SOURCE INFORMATION:
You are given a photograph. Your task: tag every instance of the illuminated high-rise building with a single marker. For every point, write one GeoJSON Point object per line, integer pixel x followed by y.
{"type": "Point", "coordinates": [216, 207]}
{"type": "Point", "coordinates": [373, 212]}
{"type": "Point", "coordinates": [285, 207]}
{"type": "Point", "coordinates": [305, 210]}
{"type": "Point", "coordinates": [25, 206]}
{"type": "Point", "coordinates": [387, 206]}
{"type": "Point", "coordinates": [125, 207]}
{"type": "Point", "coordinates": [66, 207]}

WHAT THE EXERCISE ASKS: In full and without change, transcribe every line of the records above.

EXERCISE SOLUTION:
You are given a photograph. Your task: tag every instance of the illuminated high-rise building with a single marker. For every point, write one GeoJSON Point object per line, integer pixel x followed by y.
{"type": "Point", "coordinates": [216, 207]}
{"type": "Point", "coordinates": [373, 212]}
{"type": "Point", "coordinates": [285, 207]}
{"type": "Point", "coordinates": [305, 210]}
{"type": "Point", "coordinates": [25, 206]}
{"type": "Point", "coordinates": [387, 206]}
{"type": "Point", "coordinates": [125, 207]}
{"type": "Point", "coordinates": [66, 207]}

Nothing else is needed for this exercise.